■ Problem description: Among the records below, find each line containing the word "murky" and copy it.

[Items from a data source]
§

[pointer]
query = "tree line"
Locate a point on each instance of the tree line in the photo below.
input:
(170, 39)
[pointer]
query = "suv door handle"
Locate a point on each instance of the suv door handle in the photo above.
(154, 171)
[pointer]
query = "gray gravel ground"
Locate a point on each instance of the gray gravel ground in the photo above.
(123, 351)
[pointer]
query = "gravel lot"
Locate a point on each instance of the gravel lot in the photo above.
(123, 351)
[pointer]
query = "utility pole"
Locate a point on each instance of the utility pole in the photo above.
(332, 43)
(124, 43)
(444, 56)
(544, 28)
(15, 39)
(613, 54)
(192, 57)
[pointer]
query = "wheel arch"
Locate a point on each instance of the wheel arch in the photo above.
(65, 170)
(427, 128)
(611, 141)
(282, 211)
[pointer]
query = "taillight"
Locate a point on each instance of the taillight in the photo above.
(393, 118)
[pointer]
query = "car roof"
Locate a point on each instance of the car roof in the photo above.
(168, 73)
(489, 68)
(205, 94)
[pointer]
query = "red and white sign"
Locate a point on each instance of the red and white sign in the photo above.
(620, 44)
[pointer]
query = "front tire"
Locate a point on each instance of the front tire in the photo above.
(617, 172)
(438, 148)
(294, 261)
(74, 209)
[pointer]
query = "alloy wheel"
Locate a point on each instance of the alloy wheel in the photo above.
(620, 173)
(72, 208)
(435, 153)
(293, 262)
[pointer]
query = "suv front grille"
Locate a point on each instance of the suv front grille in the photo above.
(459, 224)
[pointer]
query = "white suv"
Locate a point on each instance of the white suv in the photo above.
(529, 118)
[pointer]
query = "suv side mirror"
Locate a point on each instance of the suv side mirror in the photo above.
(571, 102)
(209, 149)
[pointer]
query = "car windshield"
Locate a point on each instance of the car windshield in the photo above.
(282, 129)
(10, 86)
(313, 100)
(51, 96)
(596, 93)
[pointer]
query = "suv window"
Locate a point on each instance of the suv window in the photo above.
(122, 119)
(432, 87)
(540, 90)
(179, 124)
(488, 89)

§

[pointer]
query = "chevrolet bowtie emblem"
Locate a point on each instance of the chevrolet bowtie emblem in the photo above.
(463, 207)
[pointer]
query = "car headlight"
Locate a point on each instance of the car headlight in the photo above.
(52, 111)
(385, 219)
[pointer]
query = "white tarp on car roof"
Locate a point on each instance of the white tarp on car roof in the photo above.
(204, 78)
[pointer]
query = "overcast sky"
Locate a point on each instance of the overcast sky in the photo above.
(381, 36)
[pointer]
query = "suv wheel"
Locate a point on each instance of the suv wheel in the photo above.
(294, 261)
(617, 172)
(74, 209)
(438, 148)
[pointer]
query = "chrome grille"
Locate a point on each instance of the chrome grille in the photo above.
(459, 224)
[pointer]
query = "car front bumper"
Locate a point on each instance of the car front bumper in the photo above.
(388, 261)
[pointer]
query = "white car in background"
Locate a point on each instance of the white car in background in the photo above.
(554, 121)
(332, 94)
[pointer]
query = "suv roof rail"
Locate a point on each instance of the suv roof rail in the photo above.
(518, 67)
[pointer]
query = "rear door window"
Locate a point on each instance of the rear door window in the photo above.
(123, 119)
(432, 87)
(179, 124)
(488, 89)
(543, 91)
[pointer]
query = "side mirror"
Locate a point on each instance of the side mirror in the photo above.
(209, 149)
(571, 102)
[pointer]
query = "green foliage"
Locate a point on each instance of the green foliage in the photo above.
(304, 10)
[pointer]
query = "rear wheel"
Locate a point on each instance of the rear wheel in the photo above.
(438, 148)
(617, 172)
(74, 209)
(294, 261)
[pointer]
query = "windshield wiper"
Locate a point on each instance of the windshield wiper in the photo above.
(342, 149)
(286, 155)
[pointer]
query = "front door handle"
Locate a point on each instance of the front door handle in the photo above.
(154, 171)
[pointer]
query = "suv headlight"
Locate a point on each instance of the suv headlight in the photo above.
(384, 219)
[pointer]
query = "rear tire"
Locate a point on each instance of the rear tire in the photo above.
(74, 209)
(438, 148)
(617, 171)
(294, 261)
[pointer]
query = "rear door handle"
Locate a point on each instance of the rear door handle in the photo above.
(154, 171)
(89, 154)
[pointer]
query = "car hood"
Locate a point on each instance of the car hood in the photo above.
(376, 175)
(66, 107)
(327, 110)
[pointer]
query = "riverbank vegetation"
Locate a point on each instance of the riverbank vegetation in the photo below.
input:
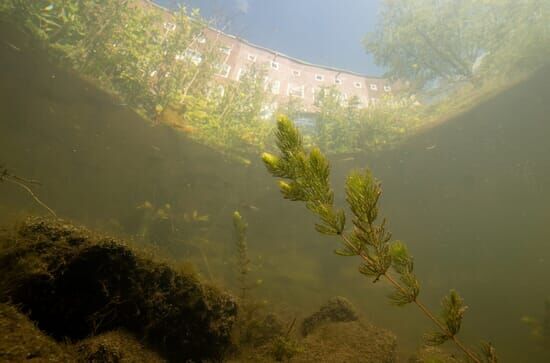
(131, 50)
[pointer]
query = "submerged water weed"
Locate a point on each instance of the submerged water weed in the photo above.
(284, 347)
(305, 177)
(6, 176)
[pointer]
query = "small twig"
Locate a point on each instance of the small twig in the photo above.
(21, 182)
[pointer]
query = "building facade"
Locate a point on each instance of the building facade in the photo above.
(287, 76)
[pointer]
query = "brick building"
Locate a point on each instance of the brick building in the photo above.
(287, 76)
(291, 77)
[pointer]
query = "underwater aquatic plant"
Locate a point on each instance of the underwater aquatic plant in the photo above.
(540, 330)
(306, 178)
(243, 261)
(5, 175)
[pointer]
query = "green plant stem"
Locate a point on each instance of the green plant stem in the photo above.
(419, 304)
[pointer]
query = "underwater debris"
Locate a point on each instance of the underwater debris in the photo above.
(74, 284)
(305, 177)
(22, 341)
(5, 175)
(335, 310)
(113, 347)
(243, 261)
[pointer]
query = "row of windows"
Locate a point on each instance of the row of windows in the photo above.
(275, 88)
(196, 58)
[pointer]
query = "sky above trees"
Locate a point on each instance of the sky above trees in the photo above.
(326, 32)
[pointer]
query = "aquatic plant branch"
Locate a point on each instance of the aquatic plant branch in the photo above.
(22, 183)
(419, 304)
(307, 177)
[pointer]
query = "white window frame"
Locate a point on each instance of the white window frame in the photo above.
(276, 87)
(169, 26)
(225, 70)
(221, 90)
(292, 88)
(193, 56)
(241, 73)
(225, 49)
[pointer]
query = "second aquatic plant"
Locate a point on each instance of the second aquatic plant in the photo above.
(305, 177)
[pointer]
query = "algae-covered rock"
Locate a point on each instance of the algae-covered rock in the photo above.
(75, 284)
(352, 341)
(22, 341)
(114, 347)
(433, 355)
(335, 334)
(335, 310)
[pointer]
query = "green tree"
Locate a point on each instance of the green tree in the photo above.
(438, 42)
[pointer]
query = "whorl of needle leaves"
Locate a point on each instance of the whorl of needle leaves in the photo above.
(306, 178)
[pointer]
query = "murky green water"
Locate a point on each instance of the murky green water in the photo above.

§

■ Your solution:
query = "murky green water"
Locate a point on each instance of the murky green water in the photo above.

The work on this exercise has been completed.